**TASK TO COMPLETE:** Reproduce the entries in full, with no changes.

**RECORDS TO USE:**

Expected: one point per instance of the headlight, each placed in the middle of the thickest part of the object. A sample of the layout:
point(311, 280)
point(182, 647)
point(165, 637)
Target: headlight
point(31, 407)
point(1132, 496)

**YOUR RESPONSE:**
Expected: one point per instance of the headlight, each placed in the middle of the thickest part of the object. A sample of the layout:
point(311, 280)
point(182, 647)
point(165, 637)
Target: headlight
point(31, 407)
point(1132, 496)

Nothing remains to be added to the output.